• [Your task]: Could you transcribe exactly the lines from the one containing "(1475, 238)" through the end of the listing below, both included, but none of the pictures?

====================

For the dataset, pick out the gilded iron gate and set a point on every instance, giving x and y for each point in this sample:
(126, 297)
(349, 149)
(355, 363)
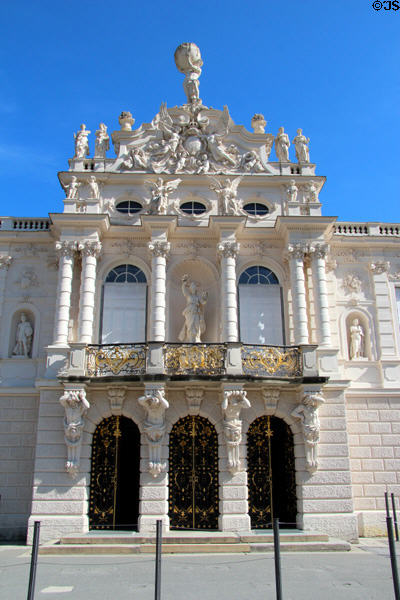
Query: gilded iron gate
(271, 473)
(193, 474)
(114, 481)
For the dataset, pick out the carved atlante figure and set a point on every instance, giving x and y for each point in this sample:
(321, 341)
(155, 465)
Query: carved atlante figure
(282, 144)
(23, 337)
(301, 145)
(81, 142)
(356, 340)
(193, 313)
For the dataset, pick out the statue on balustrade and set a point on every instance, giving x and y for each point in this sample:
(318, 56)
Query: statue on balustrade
(193, 314)
(23, 337)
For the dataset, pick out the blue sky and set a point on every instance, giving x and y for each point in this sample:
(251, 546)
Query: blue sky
(330, 67)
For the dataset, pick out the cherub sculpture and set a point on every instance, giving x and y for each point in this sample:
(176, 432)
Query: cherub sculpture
(159, 194)
(227, 194)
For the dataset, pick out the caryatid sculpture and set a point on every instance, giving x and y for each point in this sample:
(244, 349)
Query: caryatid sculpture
(282, 145)
(75, 405)
(232, 404)
(193, 314)
(301, 145)
(81, 142)
(155, 405)
(188, 61)
(307, 412)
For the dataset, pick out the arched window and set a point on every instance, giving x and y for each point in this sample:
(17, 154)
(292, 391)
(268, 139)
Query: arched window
(124, 306)
(260, 303)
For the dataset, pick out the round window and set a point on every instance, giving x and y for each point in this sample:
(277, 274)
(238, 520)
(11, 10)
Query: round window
(255, 209)
(129, 207)
(193, 208)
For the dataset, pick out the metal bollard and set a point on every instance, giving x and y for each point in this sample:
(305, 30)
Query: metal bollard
(32, 573)
(157, 584)
(396, 529)
(277, 556)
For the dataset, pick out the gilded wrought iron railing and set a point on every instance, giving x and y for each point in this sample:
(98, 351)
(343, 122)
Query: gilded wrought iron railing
(276, 361)
(112, 359)
(194, 359)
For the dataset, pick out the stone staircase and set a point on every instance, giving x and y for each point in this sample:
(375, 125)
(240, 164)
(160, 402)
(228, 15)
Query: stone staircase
(178, 542)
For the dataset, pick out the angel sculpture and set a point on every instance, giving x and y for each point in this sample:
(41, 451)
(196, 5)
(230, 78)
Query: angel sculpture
(214, 140)
(227, 194)
(159, 194)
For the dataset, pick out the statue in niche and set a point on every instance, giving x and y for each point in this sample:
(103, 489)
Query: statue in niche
(282, 144)
(307, 412)
(94, 188)
(102, 143)
(81, 142)
(356, 340)
(155, 404)
(72, 188)
(193, 314)
(227, 195)
(159, 194)
(301, 145)
(23, 337)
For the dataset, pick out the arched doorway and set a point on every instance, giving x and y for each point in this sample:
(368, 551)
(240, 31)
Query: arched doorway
(114, 481)
(193, 474)
(271, 473)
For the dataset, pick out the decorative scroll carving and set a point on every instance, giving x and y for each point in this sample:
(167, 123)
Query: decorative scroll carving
(232, 404)
(116, 397)
(270, 398)
(124, 359)
(155, 405)
(264, 361)
(228, 249)
(307, 412)
(194, 396)
(75, 405)
(196, 359)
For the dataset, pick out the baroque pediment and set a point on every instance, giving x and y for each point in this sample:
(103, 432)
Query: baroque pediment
(192, 139)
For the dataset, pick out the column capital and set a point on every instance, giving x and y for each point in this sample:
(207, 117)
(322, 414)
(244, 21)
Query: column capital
(66, 249)
(159, 248)
(228, 249)
(379, 267)
(90, 248)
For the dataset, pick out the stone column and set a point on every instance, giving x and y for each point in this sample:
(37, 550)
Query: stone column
(159, 251)
(90, 250)
(66, 251)
(319, 253)
(299, 302)
(228, 251)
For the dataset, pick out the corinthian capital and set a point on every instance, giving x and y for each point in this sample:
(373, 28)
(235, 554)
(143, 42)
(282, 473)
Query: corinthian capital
(90, 248)
(66, 249)
(159, 248)
(228, 249)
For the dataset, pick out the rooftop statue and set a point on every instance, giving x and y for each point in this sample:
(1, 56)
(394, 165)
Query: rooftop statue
(188, 61)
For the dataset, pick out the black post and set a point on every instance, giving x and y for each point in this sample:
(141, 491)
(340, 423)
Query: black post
(396, 529)
(393, 561)
(35, 548)
(157, 586)
(277, 556)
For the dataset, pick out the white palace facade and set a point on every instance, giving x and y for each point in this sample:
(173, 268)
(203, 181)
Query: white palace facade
(191, 340)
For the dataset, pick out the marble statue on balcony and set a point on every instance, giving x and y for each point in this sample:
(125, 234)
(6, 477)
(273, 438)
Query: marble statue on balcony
(356, 340)
(72, 188)
(282, 145)
(301, 145)
(188, 61)
(81, 142)
(23, 337)
(193, 314)
(102, 143)
(227, 195)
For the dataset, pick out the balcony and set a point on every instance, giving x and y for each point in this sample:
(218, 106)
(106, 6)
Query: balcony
(182, 361)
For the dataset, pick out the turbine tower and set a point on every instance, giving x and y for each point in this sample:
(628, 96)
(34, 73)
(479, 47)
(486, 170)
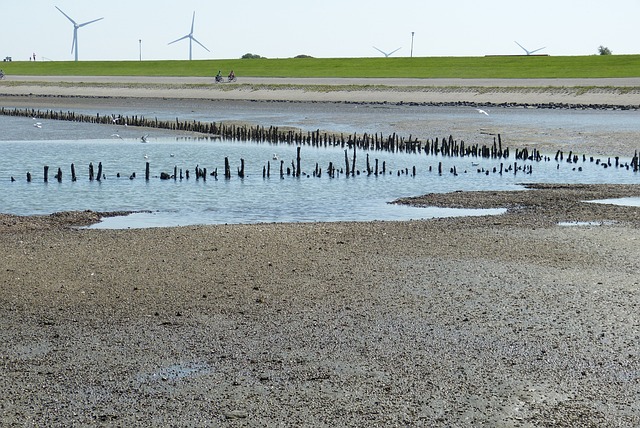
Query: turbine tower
(527, 51)
(74, 44)
(386, 54)
(191, 38)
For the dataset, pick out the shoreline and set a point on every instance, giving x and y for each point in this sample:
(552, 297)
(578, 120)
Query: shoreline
(509, 320)
(620, 93)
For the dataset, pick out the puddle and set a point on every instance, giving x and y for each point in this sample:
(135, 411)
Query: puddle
(587, 223)
(627, 202)
(175, 372)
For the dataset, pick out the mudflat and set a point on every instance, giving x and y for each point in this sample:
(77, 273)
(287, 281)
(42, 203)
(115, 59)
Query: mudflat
(526, 319)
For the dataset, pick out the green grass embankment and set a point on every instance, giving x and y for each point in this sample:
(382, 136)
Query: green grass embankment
(528, 67)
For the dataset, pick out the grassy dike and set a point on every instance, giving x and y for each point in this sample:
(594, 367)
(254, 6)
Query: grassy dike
(594, 66)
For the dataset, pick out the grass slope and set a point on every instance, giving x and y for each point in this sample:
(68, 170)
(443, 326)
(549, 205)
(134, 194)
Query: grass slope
(424, 67)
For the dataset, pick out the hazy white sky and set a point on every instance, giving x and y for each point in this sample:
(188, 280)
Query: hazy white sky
(323, 28)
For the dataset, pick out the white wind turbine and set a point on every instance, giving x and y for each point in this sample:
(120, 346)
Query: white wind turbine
(386, 54)
(527, 51)
(191, 38)
(74, 44)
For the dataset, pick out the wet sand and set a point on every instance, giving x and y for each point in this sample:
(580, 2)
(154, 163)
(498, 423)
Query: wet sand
(508, 320)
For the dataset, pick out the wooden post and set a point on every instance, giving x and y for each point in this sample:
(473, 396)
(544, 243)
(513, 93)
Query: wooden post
(346, 161)
(353, 168)
(241, 169)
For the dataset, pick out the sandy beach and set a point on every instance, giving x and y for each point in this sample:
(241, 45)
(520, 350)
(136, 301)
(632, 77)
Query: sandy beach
(528, 319)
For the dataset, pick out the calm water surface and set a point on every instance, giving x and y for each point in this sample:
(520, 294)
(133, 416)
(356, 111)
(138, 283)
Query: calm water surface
(24, 147)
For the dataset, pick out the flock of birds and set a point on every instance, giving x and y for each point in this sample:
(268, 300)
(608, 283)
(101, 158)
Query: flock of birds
(145, 137)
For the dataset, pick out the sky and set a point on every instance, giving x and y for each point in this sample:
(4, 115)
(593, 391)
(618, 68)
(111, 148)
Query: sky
(324, 28)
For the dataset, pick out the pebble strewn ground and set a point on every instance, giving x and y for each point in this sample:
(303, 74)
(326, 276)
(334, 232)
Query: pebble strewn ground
(498, 321)
(511, 321)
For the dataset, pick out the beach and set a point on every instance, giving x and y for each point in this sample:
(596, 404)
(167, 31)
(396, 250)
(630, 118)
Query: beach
(527, 319)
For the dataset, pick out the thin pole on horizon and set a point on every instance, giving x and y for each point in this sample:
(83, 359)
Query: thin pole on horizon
(412, 33)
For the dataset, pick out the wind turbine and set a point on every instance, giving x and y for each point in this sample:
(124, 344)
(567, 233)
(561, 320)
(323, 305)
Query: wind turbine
(191, 38)
(386, 54)
(528, 52)
(74, 44)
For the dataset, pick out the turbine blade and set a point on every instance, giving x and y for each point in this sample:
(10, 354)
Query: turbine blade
(68, 17)
(181, 38)
(194, 39)
(75, 39)
(521, 47)
(89, 22)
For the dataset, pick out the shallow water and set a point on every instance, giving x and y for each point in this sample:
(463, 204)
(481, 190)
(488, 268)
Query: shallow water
(269, 199)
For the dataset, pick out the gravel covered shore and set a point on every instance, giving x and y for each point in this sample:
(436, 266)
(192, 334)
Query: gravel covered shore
(511, 320)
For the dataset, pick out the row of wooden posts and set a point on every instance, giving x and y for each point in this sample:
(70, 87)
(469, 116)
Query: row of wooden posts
(375, 142)
(447, 147)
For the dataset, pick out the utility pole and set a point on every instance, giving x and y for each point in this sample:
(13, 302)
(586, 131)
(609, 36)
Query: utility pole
(412, 33)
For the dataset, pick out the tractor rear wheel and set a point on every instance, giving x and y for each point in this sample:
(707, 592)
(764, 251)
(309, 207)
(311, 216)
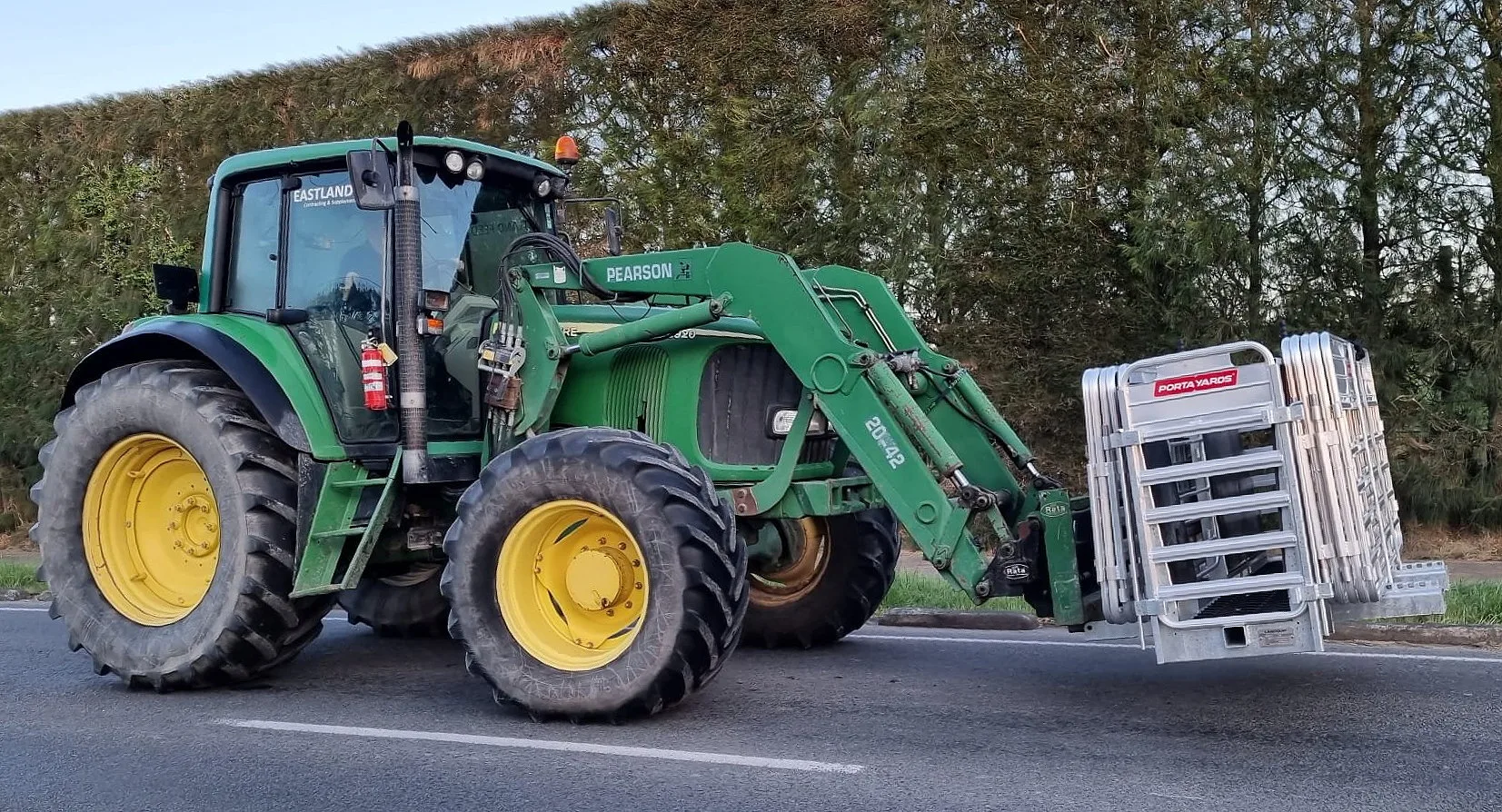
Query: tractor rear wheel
(593, 574)
(826, 581)
(167, 522)
(406, 605)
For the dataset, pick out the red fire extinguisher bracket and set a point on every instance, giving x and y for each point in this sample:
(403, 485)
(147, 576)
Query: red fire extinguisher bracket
(373, 371)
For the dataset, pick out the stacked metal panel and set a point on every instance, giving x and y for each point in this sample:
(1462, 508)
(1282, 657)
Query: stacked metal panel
(1235, 496)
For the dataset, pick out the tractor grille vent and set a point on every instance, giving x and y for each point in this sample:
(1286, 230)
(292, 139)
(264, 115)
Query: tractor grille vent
(742, 386)
(634, 398)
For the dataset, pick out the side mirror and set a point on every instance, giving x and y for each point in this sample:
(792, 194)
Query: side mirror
(177, 285)
(370, 174)
(613, 232)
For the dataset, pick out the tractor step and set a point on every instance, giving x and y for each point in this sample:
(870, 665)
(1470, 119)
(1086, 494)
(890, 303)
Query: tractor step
(343, 510)
(1241, 500)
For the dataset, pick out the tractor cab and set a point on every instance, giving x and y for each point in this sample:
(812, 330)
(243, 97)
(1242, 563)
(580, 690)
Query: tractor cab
(298, 248)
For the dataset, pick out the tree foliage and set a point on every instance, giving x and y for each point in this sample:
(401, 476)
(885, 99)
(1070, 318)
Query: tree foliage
(1049, 185)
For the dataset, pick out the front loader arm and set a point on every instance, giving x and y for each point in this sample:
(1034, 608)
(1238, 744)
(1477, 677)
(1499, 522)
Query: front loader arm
(912, 418)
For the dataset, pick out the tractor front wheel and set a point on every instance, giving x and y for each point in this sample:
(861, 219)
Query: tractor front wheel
(816, 579)
(167, 522)
(406, 605)
(593, 574)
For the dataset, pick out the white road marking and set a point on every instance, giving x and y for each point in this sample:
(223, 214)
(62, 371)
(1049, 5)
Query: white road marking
(1090, 644)
(545, 745)
(1002, 641)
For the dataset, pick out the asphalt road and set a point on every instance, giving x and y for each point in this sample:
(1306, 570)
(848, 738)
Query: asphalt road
(883, 721)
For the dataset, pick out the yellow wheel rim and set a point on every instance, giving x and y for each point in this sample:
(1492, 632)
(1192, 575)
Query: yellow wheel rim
(572, 584)
(151, 529)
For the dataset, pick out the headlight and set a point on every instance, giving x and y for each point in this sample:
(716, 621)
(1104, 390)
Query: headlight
(783, 422)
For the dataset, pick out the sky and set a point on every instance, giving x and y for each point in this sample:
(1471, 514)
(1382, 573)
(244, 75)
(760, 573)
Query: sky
(65, 50)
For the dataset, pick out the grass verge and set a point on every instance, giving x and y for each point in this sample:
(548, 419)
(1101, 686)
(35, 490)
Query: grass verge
(930, 591)
(1467, 604)
(20, 575)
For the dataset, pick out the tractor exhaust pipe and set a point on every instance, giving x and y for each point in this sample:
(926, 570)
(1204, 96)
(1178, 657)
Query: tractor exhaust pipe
(407, 269)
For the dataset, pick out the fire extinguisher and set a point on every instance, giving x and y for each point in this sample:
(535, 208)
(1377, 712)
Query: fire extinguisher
(373, 370)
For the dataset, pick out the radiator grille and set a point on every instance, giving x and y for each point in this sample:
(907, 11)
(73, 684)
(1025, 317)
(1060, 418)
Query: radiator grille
(742, 386)
(634, 398)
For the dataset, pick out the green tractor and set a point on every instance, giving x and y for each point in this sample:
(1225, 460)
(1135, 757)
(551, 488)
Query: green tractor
(402, 391)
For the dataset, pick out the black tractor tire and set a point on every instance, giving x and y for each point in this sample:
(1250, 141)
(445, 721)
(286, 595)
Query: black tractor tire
(862, 552)
(400, 607)
(246, 621)
(696, 561)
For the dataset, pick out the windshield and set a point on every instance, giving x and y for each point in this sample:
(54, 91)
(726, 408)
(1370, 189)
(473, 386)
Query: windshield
(466, 230)
(467, 227)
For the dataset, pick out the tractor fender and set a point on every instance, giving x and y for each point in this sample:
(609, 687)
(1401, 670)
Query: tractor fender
(191, 341)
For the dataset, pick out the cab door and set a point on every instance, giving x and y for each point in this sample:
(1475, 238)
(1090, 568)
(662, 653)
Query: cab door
(337, 269)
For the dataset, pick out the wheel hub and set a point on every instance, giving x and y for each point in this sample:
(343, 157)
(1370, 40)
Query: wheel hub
(151, 529)
(598, 579)
(571, 584)
(798, 569)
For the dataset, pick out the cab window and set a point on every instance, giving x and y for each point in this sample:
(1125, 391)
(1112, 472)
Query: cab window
(254, 242)
(337, 260)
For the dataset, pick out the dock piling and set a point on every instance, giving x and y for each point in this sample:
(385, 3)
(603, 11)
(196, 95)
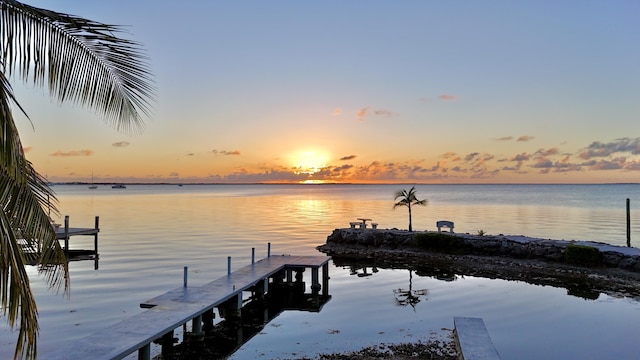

====================

• [Task solution]:
(1475, 238)
(1090, 568)
(662, 653)
Query: cab door
(337, 269)
For the dataset, pick out the wheel hub and set a point on every instance, giving x and y for each point in this sample:
(343, 157)
(1370, 40)
Query: wheel hub
(151, 529)
(598, 579)
(571, 584)
(798, 569)
For the dataset, pick out the cab window and set a point on every instance, giving x and y for each point in this sample:
(1125, 391)
(1112, 472)
Query: cab window
(254, 242)
(337, 260)
For the dataset, pick out the dock piling and set a point on every instance, giving x and y for each point in this sample:
(385, 3)
(603, 11)
(196, 95)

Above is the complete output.